Find "Where can the black and" in the records that follow; print that line and each subsequent line through the last one, verbatim and with nothing added.

(Dataset excerpts on object pointing)
>>>

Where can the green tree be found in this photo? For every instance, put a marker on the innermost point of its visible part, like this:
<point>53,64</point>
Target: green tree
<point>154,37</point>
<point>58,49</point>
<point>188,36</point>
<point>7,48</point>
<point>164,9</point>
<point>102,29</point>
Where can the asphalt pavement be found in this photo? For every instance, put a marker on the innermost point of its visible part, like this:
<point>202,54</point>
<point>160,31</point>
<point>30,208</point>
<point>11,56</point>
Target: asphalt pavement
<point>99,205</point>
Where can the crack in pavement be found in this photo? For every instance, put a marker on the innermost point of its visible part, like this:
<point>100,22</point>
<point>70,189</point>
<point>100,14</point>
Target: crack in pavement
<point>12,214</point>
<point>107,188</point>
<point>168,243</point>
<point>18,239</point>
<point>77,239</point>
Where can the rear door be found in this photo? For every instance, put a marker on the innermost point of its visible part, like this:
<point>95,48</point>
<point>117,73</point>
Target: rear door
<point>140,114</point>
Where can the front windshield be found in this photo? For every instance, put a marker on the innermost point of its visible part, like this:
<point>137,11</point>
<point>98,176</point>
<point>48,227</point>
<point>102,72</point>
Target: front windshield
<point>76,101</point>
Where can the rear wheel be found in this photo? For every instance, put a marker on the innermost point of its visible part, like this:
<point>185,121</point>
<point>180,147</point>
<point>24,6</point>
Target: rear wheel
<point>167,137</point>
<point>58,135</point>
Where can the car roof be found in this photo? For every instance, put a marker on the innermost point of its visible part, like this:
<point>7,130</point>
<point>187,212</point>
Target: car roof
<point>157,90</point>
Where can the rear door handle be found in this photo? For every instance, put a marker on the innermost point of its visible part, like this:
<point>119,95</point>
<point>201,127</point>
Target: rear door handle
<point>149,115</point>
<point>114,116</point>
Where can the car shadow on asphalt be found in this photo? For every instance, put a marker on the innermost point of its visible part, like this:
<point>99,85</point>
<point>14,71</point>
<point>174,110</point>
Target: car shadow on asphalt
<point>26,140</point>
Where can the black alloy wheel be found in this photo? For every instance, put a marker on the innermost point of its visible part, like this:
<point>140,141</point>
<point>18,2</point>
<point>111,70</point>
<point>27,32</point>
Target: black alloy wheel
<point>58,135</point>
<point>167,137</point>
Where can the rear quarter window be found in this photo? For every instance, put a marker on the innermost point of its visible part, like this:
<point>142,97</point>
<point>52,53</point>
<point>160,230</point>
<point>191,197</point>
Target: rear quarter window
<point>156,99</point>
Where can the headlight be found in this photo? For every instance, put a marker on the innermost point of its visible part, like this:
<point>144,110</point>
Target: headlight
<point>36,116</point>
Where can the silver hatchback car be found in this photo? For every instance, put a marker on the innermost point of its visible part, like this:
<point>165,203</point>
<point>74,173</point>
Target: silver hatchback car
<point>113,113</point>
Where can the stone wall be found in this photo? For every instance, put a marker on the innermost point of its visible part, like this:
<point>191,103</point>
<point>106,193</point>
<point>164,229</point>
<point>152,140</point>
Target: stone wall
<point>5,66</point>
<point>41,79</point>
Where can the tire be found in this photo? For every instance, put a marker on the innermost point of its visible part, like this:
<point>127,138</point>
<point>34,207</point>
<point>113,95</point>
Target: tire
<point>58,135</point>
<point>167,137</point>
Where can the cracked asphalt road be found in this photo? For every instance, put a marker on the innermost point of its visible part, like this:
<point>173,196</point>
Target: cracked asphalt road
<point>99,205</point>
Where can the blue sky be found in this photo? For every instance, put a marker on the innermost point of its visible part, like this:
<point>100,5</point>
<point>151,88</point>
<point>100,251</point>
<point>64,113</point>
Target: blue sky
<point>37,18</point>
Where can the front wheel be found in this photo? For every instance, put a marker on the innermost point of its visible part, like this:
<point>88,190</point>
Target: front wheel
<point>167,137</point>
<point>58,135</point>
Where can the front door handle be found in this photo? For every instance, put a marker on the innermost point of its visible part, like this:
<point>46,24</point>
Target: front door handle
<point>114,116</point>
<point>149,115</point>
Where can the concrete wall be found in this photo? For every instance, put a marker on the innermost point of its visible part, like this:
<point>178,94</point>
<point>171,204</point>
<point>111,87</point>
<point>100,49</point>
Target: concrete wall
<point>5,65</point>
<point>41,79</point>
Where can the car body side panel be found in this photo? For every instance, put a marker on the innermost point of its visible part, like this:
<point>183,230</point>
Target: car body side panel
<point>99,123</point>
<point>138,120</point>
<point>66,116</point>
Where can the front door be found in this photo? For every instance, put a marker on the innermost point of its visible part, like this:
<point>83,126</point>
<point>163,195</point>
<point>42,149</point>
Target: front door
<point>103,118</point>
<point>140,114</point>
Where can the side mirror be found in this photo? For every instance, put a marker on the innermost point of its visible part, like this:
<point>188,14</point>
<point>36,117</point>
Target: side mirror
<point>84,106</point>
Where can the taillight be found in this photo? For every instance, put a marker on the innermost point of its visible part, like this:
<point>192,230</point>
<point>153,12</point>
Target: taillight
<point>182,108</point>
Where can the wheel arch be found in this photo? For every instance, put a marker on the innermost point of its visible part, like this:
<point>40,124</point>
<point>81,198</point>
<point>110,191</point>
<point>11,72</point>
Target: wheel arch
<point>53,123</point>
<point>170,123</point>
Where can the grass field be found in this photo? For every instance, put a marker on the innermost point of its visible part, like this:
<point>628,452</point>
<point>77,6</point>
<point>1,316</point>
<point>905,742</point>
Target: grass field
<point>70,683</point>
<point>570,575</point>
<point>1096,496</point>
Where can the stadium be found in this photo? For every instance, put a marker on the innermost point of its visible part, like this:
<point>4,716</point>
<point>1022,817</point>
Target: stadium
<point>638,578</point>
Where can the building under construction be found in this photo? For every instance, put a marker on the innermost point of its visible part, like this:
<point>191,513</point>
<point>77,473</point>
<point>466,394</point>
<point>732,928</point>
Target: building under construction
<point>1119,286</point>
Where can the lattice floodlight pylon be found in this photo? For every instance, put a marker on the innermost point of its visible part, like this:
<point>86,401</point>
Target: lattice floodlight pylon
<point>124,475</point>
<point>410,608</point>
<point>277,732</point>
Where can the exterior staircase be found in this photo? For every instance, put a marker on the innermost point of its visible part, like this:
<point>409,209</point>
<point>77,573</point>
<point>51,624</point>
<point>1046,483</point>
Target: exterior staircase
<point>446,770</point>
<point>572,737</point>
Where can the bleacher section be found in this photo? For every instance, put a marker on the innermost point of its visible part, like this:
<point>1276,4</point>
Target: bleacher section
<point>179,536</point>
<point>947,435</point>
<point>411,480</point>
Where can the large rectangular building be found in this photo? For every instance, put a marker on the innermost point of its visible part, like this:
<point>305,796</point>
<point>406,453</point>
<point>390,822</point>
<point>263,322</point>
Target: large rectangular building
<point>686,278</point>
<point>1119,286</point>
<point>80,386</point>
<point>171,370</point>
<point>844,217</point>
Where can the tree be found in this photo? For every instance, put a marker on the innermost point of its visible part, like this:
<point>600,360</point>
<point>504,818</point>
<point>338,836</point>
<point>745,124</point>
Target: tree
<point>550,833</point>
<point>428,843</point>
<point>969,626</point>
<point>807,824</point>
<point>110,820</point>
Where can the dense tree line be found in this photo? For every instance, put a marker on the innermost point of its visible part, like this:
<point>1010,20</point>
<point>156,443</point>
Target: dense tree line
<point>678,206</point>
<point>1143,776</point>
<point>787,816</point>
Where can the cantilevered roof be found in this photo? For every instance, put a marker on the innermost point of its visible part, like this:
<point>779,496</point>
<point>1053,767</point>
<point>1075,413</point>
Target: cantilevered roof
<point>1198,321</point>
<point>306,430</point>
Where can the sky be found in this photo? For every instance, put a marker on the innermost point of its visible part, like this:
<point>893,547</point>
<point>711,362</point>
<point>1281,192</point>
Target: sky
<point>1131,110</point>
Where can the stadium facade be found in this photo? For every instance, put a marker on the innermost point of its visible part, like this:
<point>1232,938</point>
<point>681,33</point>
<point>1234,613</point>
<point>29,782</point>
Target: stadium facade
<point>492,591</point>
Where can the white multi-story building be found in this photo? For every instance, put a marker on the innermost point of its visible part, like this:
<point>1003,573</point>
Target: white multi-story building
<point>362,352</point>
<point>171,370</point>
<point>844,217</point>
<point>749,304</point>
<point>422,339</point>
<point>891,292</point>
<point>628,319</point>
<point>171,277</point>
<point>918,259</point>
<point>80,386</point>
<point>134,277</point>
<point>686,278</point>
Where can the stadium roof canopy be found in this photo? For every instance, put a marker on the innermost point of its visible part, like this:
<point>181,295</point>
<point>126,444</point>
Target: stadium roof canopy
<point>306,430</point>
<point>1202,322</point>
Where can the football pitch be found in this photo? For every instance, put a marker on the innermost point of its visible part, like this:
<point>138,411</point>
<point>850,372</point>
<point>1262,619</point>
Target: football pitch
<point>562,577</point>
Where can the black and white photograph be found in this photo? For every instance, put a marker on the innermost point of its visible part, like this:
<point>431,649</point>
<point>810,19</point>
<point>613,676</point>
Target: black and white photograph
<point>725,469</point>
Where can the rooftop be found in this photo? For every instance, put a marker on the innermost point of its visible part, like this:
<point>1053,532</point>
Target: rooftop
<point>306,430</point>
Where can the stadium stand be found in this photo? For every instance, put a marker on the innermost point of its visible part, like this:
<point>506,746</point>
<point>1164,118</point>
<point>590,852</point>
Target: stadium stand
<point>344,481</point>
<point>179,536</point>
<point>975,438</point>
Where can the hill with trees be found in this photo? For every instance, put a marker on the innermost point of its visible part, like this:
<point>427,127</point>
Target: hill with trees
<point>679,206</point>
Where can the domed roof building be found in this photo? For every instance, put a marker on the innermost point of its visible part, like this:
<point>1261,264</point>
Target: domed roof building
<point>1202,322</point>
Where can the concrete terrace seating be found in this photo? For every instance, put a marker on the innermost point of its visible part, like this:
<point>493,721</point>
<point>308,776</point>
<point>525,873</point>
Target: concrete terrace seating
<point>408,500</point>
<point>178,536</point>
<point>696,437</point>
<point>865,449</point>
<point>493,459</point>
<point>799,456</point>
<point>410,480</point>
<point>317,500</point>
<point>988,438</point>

<<<

:: FINAL RESULT ::
Where can the black and white photograph be found in this photo? For every instance, put a marker on the innermost point of its visible part, like this:
<point>431,649</point>
<point>810,19</point>
<point>613,676</point>
Target: black and white photograph
<point>725,469</point>
Where can the rooftop be found in this photo? For every instance, put a marker on the innermost point of its visible part, like this:
<point>1053,532</point>
Target: rooftop
<point>306,430</point>
Where can the stadium stand be found in this photo? For every instance, put a marker on the innermost point of its visible part, like this:
<point>506,746</point>
<point>1164,118</point>
<point>590,852</point>
Target: stadium stand
<point>344,481</point>
<point>179,536</point>
<point>975,438</point>
Where can the hill with trees be found in this photo? For every instance, put a marker on the innermost point of its visible part, like this:
<point>427,127</point>
Target: hill with trees
<point>679,206</point>
Where can the domed roof building be found in this photo? For every instance, put a marker on the innermost point of its visible part, like this:
<point>1261,264</point>
Target: domed roof building
<point>1202,322</point>
Where can the concrete terrace seating be found in this photo? For every instance, put a marker on the innermost point of its visible part, like this:
<point>493,721</point>
<point>308,776</point>
<point>525,873</point>
Target: concrete terrace seating
<point>408,500</point>
<point>178,536</point>
<point>696,437</point>
<point>865,449</point>
<point>493,459</point>
<point>799,456</point>
<point>410,480</point>
<point>317,500</point>
<point>988,438</point>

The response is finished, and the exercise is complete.